What is needed:
Please write out every line of the records below, requests included, shifting each coordinate in the answer points up by 119. Leave the pictures out.
··· Given records ···
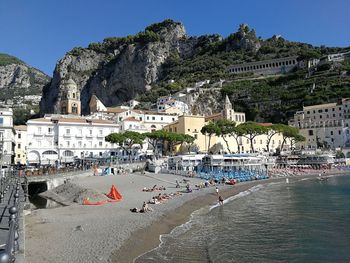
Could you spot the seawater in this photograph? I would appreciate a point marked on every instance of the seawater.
(303, 221)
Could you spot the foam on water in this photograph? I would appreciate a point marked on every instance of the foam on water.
(313, 215)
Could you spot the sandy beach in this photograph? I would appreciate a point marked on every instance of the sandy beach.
(110, 232)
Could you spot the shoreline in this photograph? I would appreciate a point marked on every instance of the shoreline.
(149, 237)
(110, 232)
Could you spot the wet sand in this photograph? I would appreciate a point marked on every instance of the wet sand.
(110, 232)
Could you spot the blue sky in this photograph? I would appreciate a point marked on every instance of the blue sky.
(41, 31)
···
Written response:
Could you spot the seawater in this photograph? I would appreciate a point marked on every instance of the seawater.
(422, 340)
Could you spot the foam on water in this photograph? I would appreciate a point marked on every instance of the foam on water.
(432, 334)
Could you spot the sandy beach in this photograph? I would appreciate a point marked on every instance of the sandy beach.
(229, 351)
Could you spot the shoreline in this photograph? I would appreciate a point marked on every instance of the shoreline.
(268, 356)
(229, 351)
Could you spot the wet sand in this photograph? I would appreciate a point marked on every instance of the wet sand.
(229, 351)
Could you spot the blue sky in this photograph? I would appreciate a point marked on every instance of the blue sky.
(160, 150)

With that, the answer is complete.